Given problem - Continue the passage below on how different countries are handling bitcoin regulation, picking up right after its last sentence.

In July 2016, economists at the Bank of England advocated that central banks issue their own digital currency, and the House of
Lords and Bank of England started discussing the feasibility of creating a national virtual currency, the BritCoin. As of July
2016, Iceland was studying how to create a system in which all money is created by a central bank, and Canada was beginning to
experiment with a digital version of its currency called CAD-COIN, intended to be used exclusively for interbank payments. On
August 24, 2017, Canada issued guidance stating the sale of cryptocurrency may constitute an investment contract in accordance
with Canadian law for determining if an investment constitutes a security. In July 2016, the Russian Ministry of Finance indicated
it supports a proposed law that bans bitcoin domestically but allows for its use as a foreign currency. Russia recently issued
several releases indicating they may begin regulating bitcoin and licensing miners and entities engaging in initial coin offerings.
Conversely, regulatory bodies in some countries such as India and Switzerland have declined to exercise regulatory authority when
afforded the opportunity. In April 2015, the Japanese Cabinet approved proposed legal changes that would reportedly treat bitcoin
and other Digital Assets as included in the definition of currency. These regulations would, among other things, require market
participants, including exchanges, to meet certain compliance requirements and be subject to oversight by the Financial Services
Agency, a Japanese regulator. In September 2017 Japan began regulating Bitcoin Exchanges and registered several such exchanges
to operate within Japan. In July 2016, the European Commission released a draft directive that proposed applying counter-terrorism
and anti-money laundering regulations to virtual currencies, and, in September 2016, the European Banking authority advised the
European Commission to institute new regulation specific to virtual currencies, with amendments to existing regulation as a stopgap
measure. Various foreign jurisdictions may, in the near future, adopt laws, regulations or directives that affect the Bitcoin
Network and its users, particularly Bitcoin Exchanges and service providers that fall within such jurisdictions’ regulatory
scope. Such laws, regulations or directives may conflict with those of the United States and may negatively impact the acceptance
of bitcoin by users, merchants and service providers outside of the United States and may therefore impede the growth of the bitcoin
economy. On September 4, 2017, reports were published that China may begin prohibiting the practice of using cryptocurrency for
capital fundraising. Additional reports have surfaced that China is considering regulating Bitcoin Exchanges by enacting a licensing
regime wherein Bitcoin Exchanges may legally operate. In September 2017, the Financial Services Commission of South Korea released
a statement that initial coin offerings would be prohibited as a fundraising tool. In January 2018, the South Korean Justice Minister
issued remarks about banning bitcoin and other Digital Assets, although the President’s office clarified that no final decision
has been made. In June 2017, India’s government ruled in favor of regulating bitcoin and India’s ministry of Finance
is currently developing rules for such regulation. Australia has previously introduced legislation to regulate Bitcoin Exchanges
and increase anti-money laundering policies.

Material -
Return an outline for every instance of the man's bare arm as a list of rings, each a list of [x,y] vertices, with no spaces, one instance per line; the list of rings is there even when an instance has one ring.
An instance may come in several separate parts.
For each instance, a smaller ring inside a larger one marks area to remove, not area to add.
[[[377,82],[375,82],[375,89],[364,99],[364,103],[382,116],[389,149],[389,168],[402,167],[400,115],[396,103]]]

Task result -
The
effect of any future regulatory change on us, bitcoins, or other Digital Assets is impossible to predict, but such change could
be substantial and adverse to us and could adversely affect an investment in us.
It
may be illegal now, or in the future, to acquire, own, hold, sell or use bitcoins or other Digital Assets in one or more countries,
and ownership of, holding or trading in our Company’s securities may also be considered illegal and subject to sanction.
Although
currently bitcoins and other Digital Assets are not regulated or are lightly regulated in most countries, including the United
States, one or more countries such as China and Russia may take regulatory actions in the future that severely restricts the right
to acquire, own, hold, sell or use bitcoins or other Digital Assets or to exchange Digital Assets for currency. Such an action
may also result in the restriction of ownership, holding or trading in our securities. Such restrictions may adversely affect
an investment in us.
If
regulatory changes or interpretations of our activities require our registration as a MSB under the regulations promulgated by
FinCEN under the authority of the U.S. Bank Secrecy Act, we may be required to register and comply with such regulations. If regulatory
changes or interpretations of our activities require the licensing or other registration of us as a money transmitter (or equivalent
designation) under state law in any state in which we operate, we may be required to seek licensure or otherwise register and
comply with such state law. In the event of any such requirement, to the extent the Company decides to continue, the required
registrations, licensure and regulatory compliance steps may result in extraordinary, non-recurring expenses to us. We may also
decide to cease the Company’s operations. Any termination of certain Company operations in response to the changed regulatory
circumstances may be at a time that is disadvantageous to investors.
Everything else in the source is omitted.